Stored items
╔══

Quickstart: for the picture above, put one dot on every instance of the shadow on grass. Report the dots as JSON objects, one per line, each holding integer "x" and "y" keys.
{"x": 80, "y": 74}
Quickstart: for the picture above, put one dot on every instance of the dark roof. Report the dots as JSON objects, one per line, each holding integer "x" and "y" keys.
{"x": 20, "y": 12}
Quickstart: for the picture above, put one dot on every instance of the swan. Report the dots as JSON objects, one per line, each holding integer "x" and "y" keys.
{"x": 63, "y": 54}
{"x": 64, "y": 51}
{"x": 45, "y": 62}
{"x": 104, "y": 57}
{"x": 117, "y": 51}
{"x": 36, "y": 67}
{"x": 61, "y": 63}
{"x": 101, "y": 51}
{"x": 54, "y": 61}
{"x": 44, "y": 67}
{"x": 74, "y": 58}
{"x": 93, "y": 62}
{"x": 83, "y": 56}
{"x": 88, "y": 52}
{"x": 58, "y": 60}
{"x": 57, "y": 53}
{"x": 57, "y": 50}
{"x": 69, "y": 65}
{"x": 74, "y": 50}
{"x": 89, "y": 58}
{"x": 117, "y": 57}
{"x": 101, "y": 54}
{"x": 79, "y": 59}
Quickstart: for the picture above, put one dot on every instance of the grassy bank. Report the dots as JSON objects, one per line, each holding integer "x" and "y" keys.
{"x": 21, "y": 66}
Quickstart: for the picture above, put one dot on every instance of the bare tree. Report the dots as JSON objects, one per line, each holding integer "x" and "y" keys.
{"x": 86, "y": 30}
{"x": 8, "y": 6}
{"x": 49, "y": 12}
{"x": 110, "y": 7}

╚══

ASSIGNMENT: In your answer, reproduce every entry exactly as it was written.

COMPLETED TASK:
Quickstart: for the picture above, put one dot on every instance of the shadow on grass. Report the dots as JSON objects, one per line, each holding integer "x" and "y" keys.
{"x": 80, "y": 74}
Quickstart: for the picture above, put one dot on every instance of the dark roof. Report the dots as JSON objects, one per line, each holding integer "x" and "y" keys.
{"x": 20, "y": 12}
Quickstart: for the picture above, put one dot on every instance of the swan. Report the dots as JSON objects, one per line, each holding integer "x" and "y" keys.
{"x": 63, "y": 54}
{"x": 64, "y": 51}
{"x": 45, "y": 62}
{"x": 104, "y": 57}
{"x": 117, "y": 51}
{"x": 36, "y": 67}
{"x": 61, "y": 63}
{"x": 101, "y": 51}
{"x": 54, "y": 61}
{"x": 44, "y": 67}
{"x": 74, "y": 58}
{"x": 93, "y": 62}
{"x": 83, "y": 56}
{"x": 88, "y": 52}
{"x": 58, "y": 60}
{"x": 57, "y": 53}
{"x": 57, "y": 50}
{"x": 69, "y": 65}
{"x": 74, "y": 50}
{"x": 89, "y": 58}
{"x": 117, "y": 57}
{"x": 101, "y": 54}
{"x": 79, "y": 59}
Quickstart: for the picture above, put one dot on every instance of the grassy bank. Report the dots as JSON objects, one per line, each holding integer "x" and "y" keys.
{"x": 21, "y": 66}
Quickstart: for the picture above, put one dot on every instance of the bare tree. Report the dots as JSON objects, one per line, each holding integer "x" and "y" keys.
{"x": 86, "y": 30}
{"x": 8, "y": 6}
{"x": 49, "y": 12}
{"x": 110, "y": 7}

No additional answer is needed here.